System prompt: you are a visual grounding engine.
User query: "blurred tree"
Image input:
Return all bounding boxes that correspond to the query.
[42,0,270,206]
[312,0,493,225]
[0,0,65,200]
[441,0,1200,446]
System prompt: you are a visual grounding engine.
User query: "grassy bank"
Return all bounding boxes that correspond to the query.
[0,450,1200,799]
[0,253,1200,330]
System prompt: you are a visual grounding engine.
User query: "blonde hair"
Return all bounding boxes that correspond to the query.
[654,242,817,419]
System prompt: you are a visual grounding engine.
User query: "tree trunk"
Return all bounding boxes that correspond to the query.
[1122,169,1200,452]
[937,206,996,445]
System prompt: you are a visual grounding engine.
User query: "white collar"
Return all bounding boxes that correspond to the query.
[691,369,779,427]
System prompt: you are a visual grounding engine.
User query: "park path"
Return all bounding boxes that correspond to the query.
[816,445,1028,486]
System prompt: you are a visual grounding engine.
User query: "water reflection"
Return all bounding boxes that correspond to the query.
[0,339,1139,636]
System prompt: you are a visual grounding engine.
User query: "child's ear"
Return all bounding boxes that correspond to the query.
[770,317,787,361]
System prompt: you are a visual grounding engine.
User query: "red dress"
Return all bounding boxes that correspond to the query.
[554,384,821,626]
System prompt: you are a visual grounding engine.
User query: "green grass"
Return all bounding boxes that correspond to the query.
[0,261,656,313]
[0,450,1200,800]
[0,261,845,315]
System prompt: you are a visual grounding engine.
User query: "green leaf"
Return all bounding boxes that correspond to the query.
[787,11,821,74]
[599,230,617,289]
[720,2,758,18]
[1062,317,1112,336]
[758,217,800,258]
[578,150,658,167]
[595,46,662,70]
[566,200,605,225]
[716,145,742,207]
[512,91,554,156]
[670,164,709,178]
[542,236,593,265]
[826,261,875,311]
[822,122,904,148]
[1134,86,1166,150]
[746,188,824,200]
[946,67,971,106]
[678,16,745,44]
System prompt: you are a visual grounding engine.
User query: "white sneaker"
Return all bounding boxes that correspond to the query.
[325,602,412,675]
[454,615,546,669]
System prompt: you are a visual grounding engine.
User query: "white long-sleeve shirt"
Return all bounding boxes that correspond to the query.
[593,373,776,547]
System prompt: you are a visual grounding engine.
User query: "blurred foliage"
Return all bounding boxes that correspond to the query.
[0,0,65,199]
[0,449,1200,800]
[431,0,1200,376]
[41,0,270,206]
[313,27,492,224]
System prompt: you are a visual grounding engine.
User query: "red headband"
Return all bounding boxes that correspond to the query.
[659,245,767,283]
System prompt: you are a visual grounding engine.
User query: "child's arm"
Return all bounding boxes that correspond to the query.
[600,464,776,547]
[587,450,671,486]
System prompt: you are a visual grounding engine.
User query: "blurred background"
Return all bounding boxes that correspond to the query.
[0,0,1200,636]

■ REQUEST
Rewrite every one of the records above, replacing "bounding boxes" with "rectangular regions" at each occurrence and leaving all other text unchanged.

■ WRITTEN SOLUTION
System prompt: you are a visual grounding engine.
User query: "blurred tree"
Image input:
Return all rectangular regions that correspond to the query.
[42,0,270,206]
[312,0,493,225]
[0,0,65,200]
[441,0,1200,446]
System prompt: you are a visual grounding engine.
User query: "grassy bank"
Return all rectangular regions that correspond to the query.
[0,450,1200,799]
[0,253,1200,330]
System prompt: you are a visual grounding engine.
User query: "blonde hair"
Return all rectangular regions that correspond to the query.
[654,242,817,419]
System prompt: you are a visual grounding engine.
User query: "tree trunk"
Return all rectangular regions that correspond to the query.
[1122,169,1200,452]
[937,206,996,445]
System prompt: you are a visual grounding engine.
User query: "white collar"
Return all rectangular regions that correspond to the query.
[691,369,779,427]
System prompt: you are a visual grounding engine.
User query: "park path"
Return all rectangular regions that correspond to the query.
[816,445,1028,486]
System prompt: you are a visual grounding engine.
User query: "water reflection"
Return all rectangular regions that correspond to the query.
[0,339,1139,636]
System prompt: you are a visual grounding engine.
User query: "child's ear"
Return all rectangular regions that correspond to the query.
[770,317,787,361]
System prompt: you are a visual grounding engine.
User query: "red dress"
Return all rectangular regions that correspond to the query.
[554,384,821,626]
System prompt: you are a visual grounding engine.
User query: "green grass"
Return all rectangular regions that correspond to the query.
[0,261,656,313]
[0,450,1200,800]
[0,261,845,315]
System prompt: you are a visual grounding engine.
User query: "green leaf"
Return all rectangular regions that correspond to the query.
[787,11,821,74]
[599,230,617,289]
[720,2,758,18]
[1062,317,1112,336]
[758,217,800,258]
[578,150,658,167]
[595,46,662,70]
[566,200,605,225]
[716,145,742,207]
[512,91,554,156]
[670,164,709,178]
[542,236,593,265]
[826,261,875,311]
[822,122,904,148]
[1134,86,1166,150]
[746,188,824,200]
[946,67,971,106]
[678,16,745,44]
System prompt: you are a visual grounding engine.
User query: "white sneaker"
Return all rectangular regions that correspond to the query.
[325,602,412,675]
[454,615,546,669]
System prompt: you are a visual grounding engine.
User query: "white long-sleeve shirt"
Return all rectangular regions that correspond to the query.
[593,373,776,547]
System prompt: you are a visual grounding engine.
User query: "blurred foliage"
Return all rectangular regions that correspond to the query.
[0,0,65,199]
[0,449,1200,800]
[431,0,1200,376]
[41,0,270,206]
[313,27,492,224]
System prompt: you are a visual grounding engine.
User query: "red headband"
Return all rectangular regions that correspond to the query.
[659,245,767,283]
System prompt: you are a visual grounding engine.
User query: "child's arm"
Return all rectangular regions that correspond to the query.
[600,464,776,547]
[587,450,671,486]
System prompt: you are a visual grounding engine.
User query: "blurred background"
Return all rectangular regions that correspond to the query.
[0,0,1200,636]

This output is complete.